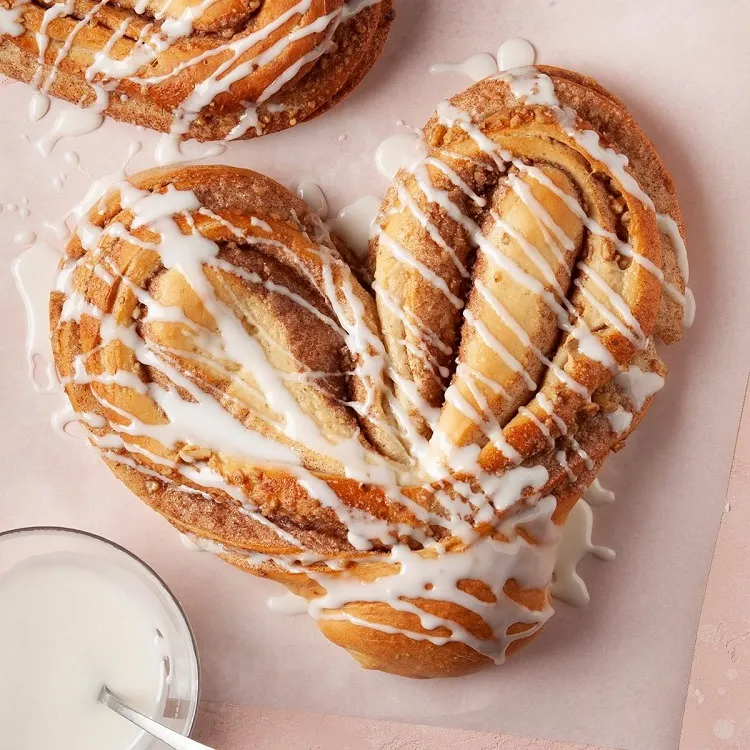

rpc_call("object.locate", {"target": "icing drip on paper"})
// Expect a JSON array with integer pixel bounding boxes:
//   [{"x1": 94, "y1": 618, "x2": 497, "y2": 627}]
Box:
[
  {"x1": 497, "y1": 38, "x2": 536, "y2": 71},
  {"x1": 51, "y1": 176, "x2": 557, "y2": 661},
  {"x1": 35, "y1": 61, "x2": 692, "y2": 662},
  {"x1": 551, "y1": 499, "x2": 615, "y2": 607},
  {"x1": 327, "y1": 195, "x2": 381, "y2": 258},
  {"x1": 430, "y1": 52, "x2": 497, "y2": 81}
]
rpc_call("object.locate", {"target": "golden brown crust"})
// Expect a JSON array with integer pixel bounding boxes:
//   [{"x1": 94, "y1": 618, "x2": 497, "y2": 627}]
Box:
[
  {"x1": 51, "y1": 72, "x2": 692, "y2": 677},
  {"x1": 0, "y1": 0, "x2": 393, "y2": 141}
]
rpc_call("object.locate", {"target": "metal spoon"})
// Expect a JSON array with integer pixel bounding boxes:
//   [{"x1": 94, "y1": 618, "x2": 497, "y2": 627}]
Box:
[{"x1": 99, "y1": 685, "x2": 211, "y2": 750}]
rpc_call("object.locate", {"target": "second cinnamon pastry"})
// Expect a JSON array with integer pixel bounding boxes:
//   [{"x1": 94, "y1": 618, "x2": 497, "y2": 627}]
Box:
[{"x1": 0, "y1": 0, "x2": 393, "y2": 141}]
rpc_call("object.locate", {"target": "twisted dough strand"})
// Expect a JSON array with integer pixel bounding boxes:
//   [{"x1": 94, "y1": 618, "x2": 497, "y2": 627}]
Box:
[{"x1": 51, "y1": 70, "x2": 685, "y2": 677}]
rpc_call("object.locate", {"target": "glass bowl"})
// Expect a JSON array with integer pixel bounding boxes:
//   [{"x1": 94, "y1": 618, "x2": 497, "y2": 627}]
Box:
[{"x1": 0, "y1": 526, "x2": 200, "y2": 750}]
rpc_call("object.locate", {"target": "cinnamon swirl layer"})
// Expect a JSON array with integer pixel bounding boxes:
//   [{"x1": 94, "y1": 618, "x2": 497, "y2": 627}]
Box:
[{"x1": 51, "y1": 69, "x2": 686, "y2": 677}]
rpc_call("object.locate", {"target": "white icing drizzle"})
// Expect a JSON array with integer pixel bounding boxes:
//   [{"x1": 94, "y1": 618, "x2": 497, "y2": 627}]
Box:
[
  {"x1": 551, "y1": 499, "x2": 615, "y2": 607},
  {"x1": 497, "y1": 38, "x2": 536, "y2": 71},
  {"x1": 13, "y1": 229, "x2": 36, "y2": 245},
  {"x1": 499, "y1": 66, "x2": 695, "y2": 328},
  {"x1": 326, "y1": 195, "x2": 381, "y2": 258},
  {"x1": 375, "y1": 132, "x2": 427, "y2": 180},
  {"x1": 615, "y1": 366, "x2": 664, "y2": 411}
]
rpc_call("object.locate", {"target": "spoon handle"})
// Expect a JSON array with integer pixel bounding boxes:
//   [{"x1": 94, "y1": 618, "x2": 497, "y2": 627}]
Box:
[{"x1": 99, "y1": 686, "x2": 211, "y2": 750}]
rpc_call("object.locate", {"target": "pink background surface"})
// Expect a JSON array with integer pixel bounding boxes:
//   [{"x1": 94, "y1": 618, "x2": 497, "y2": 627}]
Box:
[{"x1": 0, "y1": 0, "x2": 750, "y2": 750}]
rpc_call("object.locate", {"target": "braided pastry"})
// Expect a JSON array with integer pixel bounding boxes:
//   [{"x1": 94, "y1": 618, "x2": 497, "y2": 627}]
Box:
[
  {"x1": 51, "y1": 68, "x2": 686, "y2": 677},
  {"x1": 0, "y1": 0, "x2": 393, "y2": 141}
]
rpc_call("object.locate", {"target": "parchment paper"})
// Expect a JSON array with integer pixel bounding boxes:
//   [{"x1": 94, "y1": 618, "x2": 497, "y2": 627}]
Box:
[{"x1": 0, "y1": 0, "x2": 750, "y2": 750}]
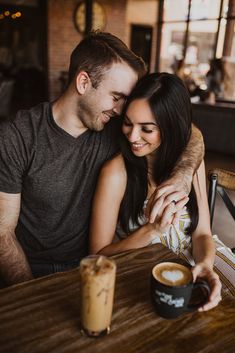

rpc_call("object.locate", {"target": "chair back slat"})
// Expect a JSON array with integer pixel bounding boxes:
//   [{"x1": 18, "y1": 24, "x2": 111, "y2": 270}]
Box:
[
  {"x1": 208, "y1": 168, "x2": 235, "y2": 226},
  {"x1": 211, "y1": 168, "x2": 235, "y2": 191}
]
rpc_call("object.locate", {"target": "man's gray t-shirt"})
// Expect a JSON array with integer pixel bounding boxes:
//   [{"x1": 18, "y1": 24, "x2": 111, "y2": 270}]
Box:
[{"x1": 0, "y1": 103, "x2": 117, "y2": 263}]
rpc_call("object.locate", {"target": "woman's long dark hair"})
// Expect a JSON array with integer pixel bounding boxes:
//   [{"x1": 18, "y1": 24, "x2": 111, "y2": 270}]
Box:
[{"x1": 119, "y1": 72, "x2": 198, "y2": 233}]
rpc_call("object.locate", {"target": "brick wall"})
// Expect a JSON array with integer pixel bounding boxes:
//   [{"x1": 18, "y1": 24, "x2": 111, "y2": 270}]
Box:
[{"x1": 48, "y1": 0, "x2": 129, "y2": 100}]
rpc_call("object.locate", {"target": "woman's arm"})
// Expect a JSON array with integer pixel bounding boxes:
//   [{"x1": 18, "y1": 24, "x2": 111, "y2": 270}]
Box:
[
  {"x1": 89, "y1": 155, "x2": 159, "y2": 255},
  {"x1": 192, "y1": 162, "x2": 221, "y2": 310}
]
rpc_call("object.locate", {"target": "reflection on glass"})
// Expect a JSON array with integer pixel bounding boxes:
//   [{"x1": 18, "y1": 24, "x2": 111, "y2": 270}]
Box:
[
  {"x1": 222, "y1": 0, "x2": 229, "y2": 17},
  {"x1": 185, "y1": 21, "x2": 217, "y2": 86},
  {"x1": 163, "y1": 0, "x2": 188, "y2": 21},
  {"x1": 160, "y1": 22, "x2": 186, "y2": 72},
  {"x1": 190, "y1": 0, "x2": 220, "y2": 20}
]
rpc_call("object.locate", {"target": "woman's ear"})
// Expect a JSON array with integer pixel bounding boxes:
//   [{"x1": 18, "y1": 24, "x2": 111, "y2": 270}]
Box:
[{"x1": 76, "y1": 71, "x2": 91, "y2": 95}]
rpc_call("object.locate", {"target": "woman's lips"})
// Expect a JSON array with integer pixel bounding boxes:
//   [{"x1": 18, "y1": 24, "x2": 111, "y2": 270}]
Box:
[{"x1": 131, "y1": 142, "x2": 147, "y2": 151}]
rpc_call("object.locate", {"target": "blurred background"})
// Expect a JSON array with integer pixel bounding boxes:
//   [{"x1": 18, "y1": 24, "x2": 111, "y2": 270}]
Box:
[{"x1": 0, "y1": 0, "x2": 235, "y2": 247}]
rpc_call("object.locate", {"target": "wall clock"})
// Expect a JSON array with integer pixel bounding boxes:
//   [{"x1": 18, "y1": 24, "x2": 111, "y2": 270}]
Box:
[{"x1": 74, "y1": 1, "x2": 106, "y2": 33}]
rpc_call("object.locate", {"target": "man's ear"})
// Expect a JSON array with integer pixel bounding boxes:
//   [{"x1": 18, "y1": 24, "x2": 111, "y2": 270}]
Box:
[{"x1": 76, "y1": 71, "x2": 91, "y2": 94}]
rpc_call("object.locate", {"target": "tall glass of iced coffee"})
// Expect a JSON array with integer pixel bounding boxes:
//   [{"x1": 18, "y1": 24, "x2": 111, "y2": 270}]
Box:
[{"x1": 80, "y1": 255, "x2": 116, "y2": 337}]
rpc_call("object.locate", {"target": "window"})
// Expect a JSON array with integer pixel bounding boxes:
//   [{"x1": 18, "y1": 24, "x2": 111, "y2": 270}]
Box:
[{"x1": 157, "y1": 0, "x2": 235, "y2": 101}]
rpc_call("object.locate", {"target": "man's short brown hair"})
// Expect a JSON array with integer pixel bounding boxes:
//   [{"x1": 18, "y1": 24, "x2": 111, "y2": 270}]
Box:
[{"x1": 69, "y1": 31, "x2": 146, "y2": 88}]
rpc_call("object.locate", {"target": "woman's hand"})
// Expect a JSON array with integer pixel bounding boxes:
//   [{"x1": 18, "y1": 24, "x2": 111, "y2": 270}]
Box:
[{"x1": 192, "y1": 262, "x2": 222, "y2": 311}]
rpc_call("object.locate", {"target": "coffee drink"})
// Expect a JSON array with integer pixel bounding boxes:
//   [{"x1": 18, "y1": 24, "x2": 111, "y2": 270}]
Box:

+++

Directions for this task >>
Copy out every line in the entries above that contains the word "pastry".

The result >>
rpc_call("object.locate", {"target": "second cinnamon pastry"})
rpc_call("object.locate", {"target": "braided pastry"})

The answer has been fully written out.